Mazda RX-7 com motor Wankel: esportivo japonês com coração alemão

Minha expectativa era grande, afinal de contas sempre havia lido sobre o motor Wankel na teoria. Mas nunca tinha visto um ao vivo, instalado em um carro ou mesmo em uma bancada. No início de 1992, a Doral Motors, importadora de veículos da época da abertura das importações, ofereceu para a revista Quatro Rodas um Mazda RX-7, equipado com o tal motor Wankel, numa configuração biturbo com 255 cv de potência. Fui o designado para avaliá-lo, que serviu como capa da edição de agosto daquele ano.  

Vendido no mercado norte-americano, o carro que chegava aqui no Brasil trazia a configuração dos EUA (a famosa “US Spec”), com velocímetro em milhas por hora, posição de guiar do lado esquerdo, e equipamentos dedicados ao público das terras do Tio Sam, como airbag frontal duplo e piloto automático. Lá nos EUA, custava US$35 mil, chegando aqui no mercado nacional por quase o triplo: US$90 mil, equivalentes a quase R$500 mil atuais. Claro, nesse valor, já estavam embutidos os impostos de importação, custo do transporte, lucro de todo mundo e por aí vai.  

As unidades que desembarcaram por aqui eram US Spec e custavam US$90 mil na época (Foto: divulgação Mazda)

O foco estava nessa tecnologia de motores, e todo o trabalho que a Mazda havia feito em cima do motor Wankel ao longo de alguns anos, mais especificamente desde o final dos anos 70, quando chegou o primeiro RX-7. A evolução da tecnologia na mão dos japoneses deu muito certo, tanto que, em 1991, eles mostraram ao mundo todo o seu poderio com esse tipo de motor vencendo as 24 de Le Mans, maior prova de resistência do automobilismo mundial. 

O foco da novidade estava na tecnologia do motor Wankel, que havia conquistado a Le Mans de 1991 (Foto: divulgação Mazda)
■ ■ ■ ■ ■
ENUNCIADO 1: Segundo o texto sobre o Mazda RX-7, qual era o preço do carro nos EUA?
ENUNCIADO 2: Copie fielmente, do texto sobre o Mazda RX-7, o trecho que começa nas palavras que contêm "Mazda RX-7 com" e termina em "agosto daquele ano.".
Os registros provêm de uma fonte distinta do texto.
■ ■ ■ ■ ■
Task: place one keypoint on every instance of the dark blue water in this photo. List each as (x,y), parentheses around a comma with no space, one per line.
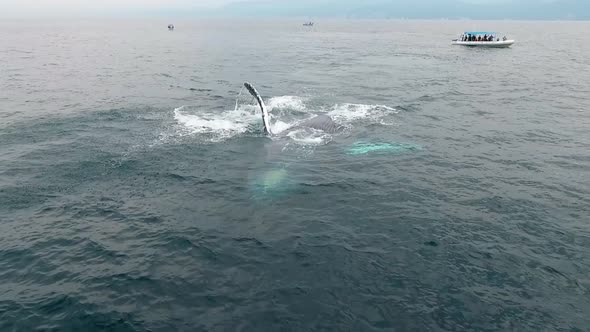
(136,195)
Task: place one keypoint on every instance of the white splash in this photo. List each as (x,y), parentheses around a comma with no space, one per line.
(286,113)
(345,113)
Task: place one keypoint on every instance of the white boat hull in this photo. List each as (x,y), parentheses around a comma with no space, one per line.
(493,44)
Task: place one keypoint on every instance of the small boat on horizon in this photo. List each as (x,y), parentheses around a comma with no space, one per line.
(482,39)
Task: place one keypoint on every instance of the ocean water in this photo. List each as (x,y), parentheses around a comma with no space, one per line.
(138,193)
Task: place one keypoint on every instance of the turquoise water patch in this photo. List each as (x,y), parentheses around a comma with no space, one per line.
(396,148)
(272,183)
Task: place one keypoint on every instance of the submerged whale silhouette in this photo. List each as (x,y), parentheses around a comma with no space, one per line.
(321,122)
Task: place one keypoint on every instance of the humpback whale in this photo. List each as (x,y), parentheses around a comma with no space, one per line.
(321,122)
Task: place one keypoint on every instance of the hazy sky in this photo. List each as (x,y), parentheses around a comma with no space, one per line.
(89,7)
(476,9)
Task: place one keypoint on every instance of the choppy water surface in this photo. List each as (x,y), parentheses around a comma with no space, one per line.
(137,195)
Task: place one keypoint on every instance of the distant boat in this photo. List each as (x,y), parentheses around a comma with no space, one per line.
(482,39)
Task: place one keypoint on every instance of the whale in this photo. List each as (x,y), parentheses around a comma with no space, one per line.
(321,122)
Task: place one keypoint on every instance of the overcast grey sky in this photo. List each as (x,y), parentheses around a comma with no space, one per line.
(475,9)
(86,7)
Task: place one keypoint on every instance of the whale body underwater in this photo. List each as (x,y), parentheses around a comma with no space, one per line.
(321,122)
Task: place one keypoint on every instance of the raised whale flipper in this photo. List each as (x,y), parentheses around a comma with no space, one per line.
(265,116)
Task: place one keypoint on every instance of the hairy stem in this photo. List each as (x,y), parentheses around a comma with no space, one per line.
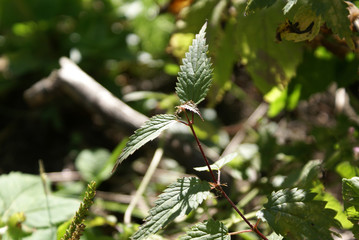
(190,124)
(218,185)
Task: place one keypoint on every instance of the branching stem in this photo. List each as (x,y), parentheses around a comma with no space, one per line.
(218,184)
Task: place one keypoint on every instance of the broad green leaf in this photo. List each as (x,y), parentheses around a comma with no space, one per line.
(177,200)
(335,14)
(195,76)
(208,230)
(294,214)
(253,5)
(305,25)
(351,202)
(92,164)
(225,56)
(148,132)
(332,203)
(24,193)
(220,163)
(190,106)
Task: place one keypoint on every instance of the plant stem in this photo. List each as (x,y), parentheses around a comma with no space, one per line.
(190,124)
(218,186)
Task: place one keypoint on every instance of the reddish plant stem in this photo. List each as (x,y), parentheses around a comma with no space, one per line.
(218,185)
(190,124)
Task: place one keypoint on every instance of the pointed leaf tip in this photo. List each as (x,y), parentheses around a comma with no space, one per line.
(152,129)
(177,200)
(195,76)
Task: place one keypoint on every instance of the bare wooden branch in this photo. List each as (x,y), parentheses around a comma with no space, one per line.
(73,82)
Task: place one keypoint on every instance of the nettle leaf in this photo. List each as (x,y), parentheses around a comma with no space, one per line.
(220,163)
(294,214)
(335,14)
(190,106)
(148,132)
(177,200)
(351,201)
(195,75)
(351,198)
(209,230)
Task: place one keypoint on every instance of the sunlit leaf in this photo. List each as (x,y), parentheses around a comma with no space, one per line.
(335,14)
(92,164)
(148,132)
(190,106)
(25,194)
(351,202)
(294,214)
(195,76)
(253,5)
(220,163)
(275,236)
(177,200)
(209,230)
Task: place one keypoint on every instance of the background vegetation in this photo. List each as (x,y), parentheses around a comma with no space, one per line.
(307,138)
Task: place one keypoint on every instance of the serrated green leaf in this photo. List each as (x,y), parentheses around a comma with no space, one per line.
(220,163)
(177,200)
(351,197)
(209,230)
(253,5)
(190,106)
(148,132)
(351,202)
(294,214)
(332,203)
(195,75)
(304,177)
(335,14)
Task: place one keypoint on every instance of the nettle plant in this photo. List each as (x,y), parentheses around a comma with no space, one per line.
(291,213)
■ ■ ■ ■ ■
RESPOSTA DO EXERCÍCIO 1: US$35 mil.

RESPOSTA DO EXERCÍCIO 2:
Mazda RX-7 com motor Wankel: esportivo japonês com coração alemão

Minha expectativa era grande, afinal de contas sempre havia lido sobre o motor Wankel na teoria. Mas nunca tinha visto um ao vivo, instalado em um carro ou mesmo em uma bancada. No início de 1992, a Doral Motors, importadora de veículos da época da abertura das importações, ofereceu para a revista Quatro Rodas um Mazda RX-7, equipado com o tal motor Wankel, numa configuração biturbo com 255 cv de potência. Fui o designado para avaliá-lo, que serviu como capa da edição de agosto daquele ano.